THE TASK -> Write out, word for word, every line from the one containing "Target: orange embroidered logo" through the final line of the records.
=======
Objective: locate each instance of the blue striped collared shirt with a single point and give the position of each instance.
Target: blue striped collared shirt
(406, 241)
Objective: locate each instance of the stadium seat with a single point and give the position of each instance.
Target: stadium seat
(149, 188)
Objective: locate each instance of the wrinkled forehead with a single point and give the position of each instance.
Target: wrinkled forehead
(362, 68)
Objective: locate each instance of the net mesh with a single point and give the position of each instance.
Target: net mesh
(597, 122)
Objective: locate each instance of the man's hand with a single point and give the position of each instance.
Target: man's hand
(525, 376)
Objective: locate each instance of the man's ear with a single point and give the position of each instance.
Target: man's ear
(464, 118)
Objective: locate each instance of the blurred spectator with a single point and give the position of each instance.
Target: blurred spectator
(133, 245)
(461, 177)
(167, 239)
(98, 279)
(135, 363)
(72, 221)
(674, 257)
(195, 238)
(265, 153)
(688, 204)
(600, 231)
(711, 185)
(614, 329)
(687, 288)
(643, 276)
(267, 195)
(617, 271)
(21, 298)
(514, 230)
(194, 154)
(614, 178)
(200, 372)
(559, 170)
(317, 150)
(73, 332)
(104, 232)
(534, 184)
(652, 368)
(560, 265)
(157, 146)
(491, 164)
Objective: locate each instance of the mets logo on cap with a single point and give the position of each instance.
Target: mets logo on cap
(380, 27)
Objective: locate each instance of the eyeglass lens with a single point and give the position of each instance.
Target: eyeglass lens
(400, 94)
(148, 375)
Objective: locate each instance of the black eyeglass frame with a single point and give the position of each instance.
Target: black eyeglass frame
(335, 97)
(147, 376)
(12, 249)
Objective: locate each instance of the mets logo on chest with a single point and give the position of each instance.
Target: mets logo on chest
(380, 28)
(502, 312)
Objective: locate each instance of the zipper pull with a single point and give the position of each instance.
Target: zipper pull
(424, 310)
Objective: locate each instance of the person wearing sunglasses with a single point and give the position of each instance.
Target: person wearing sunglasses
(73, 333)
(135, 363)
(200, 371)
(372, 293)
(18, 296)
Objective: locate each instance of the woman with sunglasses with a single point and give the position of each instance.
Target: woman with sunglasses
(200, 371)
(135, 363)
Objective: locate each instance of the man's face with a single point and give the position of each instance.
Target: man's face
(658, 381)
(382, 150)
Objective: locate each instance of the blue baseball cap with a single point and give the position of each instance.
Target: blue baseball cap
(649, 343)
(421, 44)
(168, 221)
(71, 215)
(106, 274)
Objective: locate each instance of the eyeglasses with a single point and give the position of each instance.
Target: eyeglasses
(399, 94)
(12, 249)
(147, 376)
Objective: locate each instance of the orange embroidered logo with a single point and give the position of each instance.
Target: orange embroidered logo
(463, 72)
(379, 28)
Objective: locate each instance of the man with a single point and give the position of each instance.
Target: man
=======
EXERCISE OUTPUT ->
Target: orange embroidered logo
(463, 72)
(379, 28)
Objective: locate each instance of the man with a single point and give the position of each instance.
Target: man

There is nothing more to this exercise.